* **What you have to do**: Please write out the lines below as a JSON list of strings with one string per line, leaving out any blank lines.
◇ ◇ ◇ ◇ ◇
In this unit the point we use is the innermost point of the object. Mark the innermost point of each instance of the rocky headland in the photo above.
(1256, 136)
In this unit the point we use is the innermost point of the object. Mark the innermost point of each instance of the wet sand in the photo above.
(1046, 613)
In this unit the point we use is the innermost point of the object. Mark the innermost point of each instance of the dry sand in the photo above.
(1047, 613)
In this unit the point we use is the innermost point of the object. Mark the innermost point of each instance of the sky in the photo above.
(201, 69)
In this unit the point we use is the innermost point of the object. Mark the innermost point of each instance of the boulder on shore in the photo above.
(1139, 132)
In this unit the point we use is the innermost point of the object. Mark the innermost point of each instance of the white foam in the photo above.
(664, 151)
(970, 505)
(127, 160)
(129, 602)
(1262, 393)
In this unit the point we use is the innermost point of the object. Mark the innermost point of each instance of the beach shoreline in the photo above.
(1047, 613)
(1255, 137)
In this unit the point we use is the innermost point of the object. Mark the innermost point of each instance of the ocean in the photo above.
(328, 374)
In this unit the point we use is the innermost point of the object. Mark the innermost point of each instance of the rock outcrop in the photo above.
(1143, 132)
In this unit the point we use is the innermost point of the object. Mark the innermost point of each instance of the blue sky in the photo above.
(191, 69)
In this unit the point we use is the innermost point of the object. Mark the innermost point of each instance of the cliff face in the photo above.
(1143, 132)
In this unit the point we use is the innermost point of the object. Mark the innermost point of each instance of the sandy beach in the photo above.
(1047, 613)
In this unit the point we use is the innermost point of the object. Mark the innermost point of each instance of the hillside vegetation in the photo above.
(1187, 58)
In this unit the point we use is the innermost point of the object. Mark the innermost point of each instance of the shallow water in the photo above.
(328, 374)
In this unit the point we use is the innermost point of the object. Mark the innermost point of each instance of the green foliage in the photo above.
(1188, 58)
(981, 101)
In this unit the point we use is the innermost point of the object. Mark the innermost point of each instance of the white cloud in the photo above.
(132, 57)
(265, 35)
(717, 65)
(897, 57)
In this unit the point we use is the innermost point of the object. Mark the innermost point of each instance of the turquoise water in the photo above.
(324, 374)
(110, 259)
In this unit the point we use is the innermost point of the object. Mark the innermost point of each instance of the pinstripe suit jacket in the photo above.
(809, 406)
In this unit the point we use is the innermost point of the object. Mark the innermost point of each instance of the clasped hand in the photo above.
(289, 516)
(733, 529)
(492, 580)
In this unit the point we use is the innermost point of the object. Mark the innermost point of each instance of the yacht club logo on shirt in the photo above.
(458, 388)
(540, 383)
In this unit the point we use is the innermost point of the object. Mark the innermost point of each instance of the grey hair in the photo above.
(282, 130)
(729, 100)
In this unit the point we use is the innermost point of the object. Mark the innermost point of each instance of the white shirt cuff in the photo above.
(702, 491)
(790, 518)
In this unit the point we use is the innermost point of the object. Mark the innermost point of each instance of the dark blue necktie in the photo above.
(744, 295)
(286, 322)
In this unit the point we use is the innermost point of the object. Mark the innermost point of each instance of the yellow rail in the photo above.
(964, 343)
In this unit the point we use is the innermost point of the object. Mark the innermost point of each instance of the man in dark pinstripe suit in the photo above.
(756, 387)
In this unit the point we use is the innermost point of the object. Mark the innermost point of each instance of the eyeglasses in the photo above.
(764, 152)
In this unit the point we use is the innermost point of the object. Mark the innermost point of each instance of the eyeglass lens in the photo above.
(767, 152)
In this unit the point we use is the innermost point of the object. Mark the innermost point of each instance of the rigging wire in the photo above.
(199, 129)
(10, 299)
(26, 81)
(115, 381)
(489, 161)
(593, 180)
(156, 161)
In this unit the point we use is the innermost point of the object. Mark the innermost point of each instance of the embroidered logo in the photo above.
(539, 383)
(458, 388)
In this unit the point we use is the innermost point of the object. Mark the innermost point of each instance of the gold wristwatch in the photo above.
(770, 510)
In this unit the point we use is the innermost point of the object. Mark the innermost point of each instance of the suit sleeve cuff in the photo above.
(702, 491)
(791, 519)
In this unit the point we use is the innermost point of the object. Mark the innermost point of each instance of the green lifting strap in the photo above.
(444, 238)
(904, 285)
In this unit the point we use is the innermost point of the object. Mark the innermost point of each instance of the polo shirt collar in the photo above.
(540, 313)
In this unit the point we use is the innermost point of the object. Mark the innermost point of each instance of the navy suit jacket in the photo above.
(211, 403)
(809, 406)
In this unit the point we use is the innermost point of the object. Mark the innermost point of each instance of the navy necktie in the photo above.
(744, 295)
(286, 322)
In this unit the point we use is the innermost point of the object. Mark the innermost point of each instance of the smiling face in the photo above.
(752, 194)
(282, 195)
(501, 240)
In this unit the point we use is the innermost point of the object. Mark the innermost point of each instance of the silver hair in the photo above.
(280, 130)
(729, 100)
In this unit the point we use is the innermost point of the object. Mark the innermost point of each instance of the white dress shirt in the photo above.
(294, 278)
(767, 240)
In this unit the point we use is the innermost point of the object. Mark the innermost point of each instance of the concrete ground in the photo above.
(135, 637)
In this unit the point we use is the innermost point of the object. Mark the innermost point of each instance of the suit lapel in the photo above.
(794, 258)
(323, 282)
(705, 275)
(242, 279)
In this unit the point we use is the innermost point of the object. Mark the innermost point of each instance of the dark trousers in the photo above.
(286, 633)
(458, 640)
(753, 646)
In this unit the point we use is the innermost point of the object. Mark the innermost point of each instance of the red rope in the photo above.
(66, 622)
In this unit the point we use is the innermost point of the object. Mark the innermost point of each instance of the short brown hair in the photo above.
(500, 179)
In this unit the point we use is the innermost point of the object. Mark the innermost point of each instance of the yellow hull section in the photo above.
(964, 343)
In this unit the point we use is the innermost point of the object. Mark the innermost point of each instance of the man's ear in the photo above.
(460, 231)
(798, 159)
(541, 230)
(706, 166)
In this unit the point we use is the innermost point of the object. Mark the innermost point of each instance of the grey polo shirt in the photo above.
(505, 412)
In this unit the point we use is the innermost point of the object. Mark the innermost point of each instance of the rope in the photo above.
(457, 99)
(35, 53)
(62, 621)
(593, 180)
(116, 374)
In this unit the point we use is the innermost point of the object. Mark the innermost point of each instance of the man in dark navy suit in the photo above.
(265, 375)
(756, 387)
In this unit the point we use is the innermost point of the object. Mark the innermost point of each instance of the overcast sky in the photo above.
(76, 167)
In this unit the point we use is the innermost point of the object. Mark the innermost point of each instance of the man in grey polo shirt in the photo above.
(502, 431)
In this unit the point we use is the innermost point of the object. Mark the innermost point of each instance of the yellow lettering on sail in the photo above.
◇ ◇ ◇ ◇ ◇
* **Solution to the exercise**:
[
  "In this unit the point we use is the innermost point of the object. Mark the innermost point of each instance of the rocky headland in the photo above.",
  "(1256, 136)",
  "In this unit the point we use is the innermost point of the object. Mark the innermost point of each instance of the wet sand in the photo above.",
  "(1046, 613)",
  "In this unit the point we use is the innermost point of the object. Mark the innermost point of each instance of the dry sand in the photo above.",
  "(1047, 613)",
  "In this unit the point we use is the innermost point of the object. Mark the innermost point of each instance of the sky in the photo above.",
  "(201, 69)",
  "In this unit the point we use is the innermost point of the object. Mark the innermost point of each instance of the boulder on shore in the photo above.",
  "(1139, 132)",
  "In this unit the point we use is the innermost point of the object. Mark the innermost point of each instance of the white foam in the photo above.",
  "(664, 151)",
  "(970, 505)",
  "(127, 160)",
  "(129, 602)",
  "(1262, 393)",
  "In this unit the point we use is the innermost point of the object. Mark the innermost point of each instance of the beach shoreline in the photo above.",
  "(1047, 613)",
  "(1255, 137)",
  "In this unit the point we use is the innermost point of the object. Mark the innermost point of each instance of the ocean in the photo above.",
  "(328, 374)",
  "In this unit the point we use is the innermost point of the object. Mark the innermost point of each instance of the rock outcrop in the photo above.",
  "(1143, 132)",
  "In this unit the point we use is the innermost point of the object. Mark the innermost point of each instance of the blue sky in the photo above.",
  "(191, 69)",
  "In this unit the point we use is the innermost point of the object. Mark the innermost point of each instance of the cliff face in the photo above.",
  "(1143, 132)",
  "In this unit the point we use is the innermost point of the object. Mark the innermost point of each instance of the sandy beach in the photo above.",
  "(1047, 613)",
  "In this unit the point we use is the innermost point of the object. Mark the innermost point of each instance of the hillside vegetation in the photo above.",
  "(1187, 58)",
  "In this unit the point we use is the innermost point of the object. Mark the innermost point of each instance of the shallow water in the photo above.",
  "(328, 374)",
  "In this unit the point we use is the innermost point of the object. Mark the innermost point of each instance of the green foliage in the photo above.",
  "(1188, 58)",
  "(981, 101)",
  "In this unit the point we use is the innermost point of the object. Mark the innermost point of each instance of the white cloud in the photo above.",
  "(132, 57)",
  "(265, 35)",
  "(717, 65)",
  "(897, 57)",
  "In this unit the point we use is the innermost point of the object. Mark the innermost point of each instance of the turquoise water in the photo above.",
  "(324, 374)",
  "(110, 259)",
  "In this unit the point we use is the innermost point of the object. Mark the innermost point of each instance of the pinstripe suit jacket in the photo above.",
  "(809, 406)",
  "In this unit the point we use is the innermost point of the object. Mark the innermost point of each instance of the clasped hand in the photo above.",
  "(289, 516)",
  "(733, 529)",
  "(492, 580)",
  "In this unit the point we use is the innermost point of the object. Mark the innermost point of each instance of the yacht club logo on shirt in the photo above.",
  "(458, 388)",
  "(540, 383)",
  "In this unit the point we use is the innermost point of the object. Mark the innermost point of each instance of the grey hair in the photo above.",
  "(282, 130)",
  "(729, 100)",
  "In this unit the point we use is the innermost point of the object. Mark the innermost point of each instance of the white shirt cuff in the photo above.",
  "(702, 491)",
  "(790, 518)",
  "In this unit the point we use is the innermost point of the object. Mark the innermost point of each instance of the dark blue necktie in the photo above.",
  "(744, 295)",
  "(286, 322)",
  "In this unit the point we use is the innermost point of the object. Mark the innermost point of each instance of the yellow rail in the photo above.",
  "(964, 343)",
  "In this unit the point we use is the innermost point of the object. Mark the innermost point of each instance of the man in dark pinstripe suit in the photo above.",
  "(756, 387)",
  "In this unit the point we use is the innermost point of the object. Mark the innermost point of each instance of the eyeglasses in the photo above.",
  "(764, 152)",
  "In this unit the point we use is the innermost point of the object. Mark the innermost point of each instance of the eyeglass lens in the photo above.",
  "(767, 152)",
  "In this unit the point we use is the innermost point of the object. Mark the innermost point of each instance of the rigging wire in the photo above.",
  "(199, 129)",
  "(10, 299)",
  "(26, 81)",
  "(115, 381)",
  "(489, 161)",
  "(593, 180)",
  "(156, 161)",
  "In this unit the point we use is the innermost point of the object. Mark the innermost point of each instance of the embroidered logo in the photo above.",
  "(539, 383)",
  "(458, 388)",
  "In this unit the point we use is the innermost point of the object. Mark the innermost point of each instance of the gold wristwatch in the photo above.",
  "(770, 510)",
  "In this unit the point we use is the innermost point of the object. Mark the innermost point of each instance of the suit sleeve cuff in the photo above.",
  "(702, 491)",
  "(791, 519)",
  "In this unit the point we use is the innermost point of the object. Mark the innermost point of each instance of the green lifting strap in the photo above.",
  "(444, 238)",
  "(904, 285)",
  "In this unit the point we use is the innermost point of the object. Mark the innermost point of each instance of the polo shirt collar in the photo above.",
  "(540, 313)",
  "In this unit the point we use is the innermost point of the object. Mark the innermost point of each instance of the navy suit jacket in the photo above.",
  "(211, 403)",
  "(809, 406)",
  "In this unit the point we use is the innermost point of the object. Mark the innermost point of each instance of the navy necktie in the photo above.",
  "(744, 295)",
  "(286, 322)",
  "In this unit the point we use is the innermost point of the object. Mark the innermost point of each instance of the smiling face in the photo above.",
  "(752, 194)",
  "(282, 195)",
  "(501, 240)",
  "In this unit the point we use is the innermost point of the object. Mark the innermost point of each instance of the silver hair in the photo above.",
  "(280, 130)",
  "(729, 100)",
  "In this unit the point we use is the innermost point of the object. Mark the innermost point of each instance of the white dress shirt in the photo above.",
  "(294, 278)",
  "(767, 240)",
  "In this unit the point we use is the innermost point of the object. Mark the innermost point of each instance of the concrete ground in the photo above.",
  "(135, 637)",
  "In this unit the point we use is the innermost point of the object. Mark the innermost point of each instance of the suit lapel in the photo above.",
  "(794, 258)",
  "(323, 282)",
  "(705, 275)",
  "(242, 279)",
  "In this unit the point we use is the innermost point of the object. Mark the innermost point of each instance of the dark trousers in the photo above.",
  "(286, 633)",
  "(458, 640)",
  "(753, 646)",
  "In this unit the point we use is the innermost point of the object. Mark the innermost point of each instance of the red rope in the photo above.",
  "(66, 622)",
  "In this unit the point we use is the innermost point of the object. Mark the innermost point of each instance of the short brown hair in the photo above.",
  "(500, 179)",
  "In this unit the point we use is the innermost point of the object. Mark the innermost point of each instance of the yellow hull section in the photo above.",
  "(964, 343)",
  "In this unit the point we use is the innermost point of the object. Mark the innermost point of each instance of the man's ear in the photo above.",
  "(460, 231)",
  "(798, 159)",
  "(541, 230)",
  "(706, 166)",
  "In this unit the point we use is the innermost point of the object. Mark the innermost point of each instance of the grey polo shirt in the photo above.",
  "(505, 412)",
  "In this unit the point we use is the innermost point of the object. Mark the innermost point of each instance of the rope in the photo above.",
  "(457, 99)",
  "(35, 53)",
  "(62, 621)",
  "(593, 180)",
  "(116, 374)",
  "In this unit the point we use is the innermost point of the object. Mark the innermost point of each instance of the man in dark navy suit in the photo above.",
  "(265, 375)",
  "(756, 387)",
  "In this unit the point we use is the innermost point of the object. Mark the innermost point of each instance of the overcast sky in the photo above.",
  "(76, 167)",
  "In this unit the point we use is the innermost point of the object. Mark the innermost point of each instance of the man in grey polo shirt in the photo above.",
  "(502, 431)",
  "In this unit the point we use is the innermost point of the object. Mark the innermost point of each instance of the yellow lettering on sail in the photo above."
]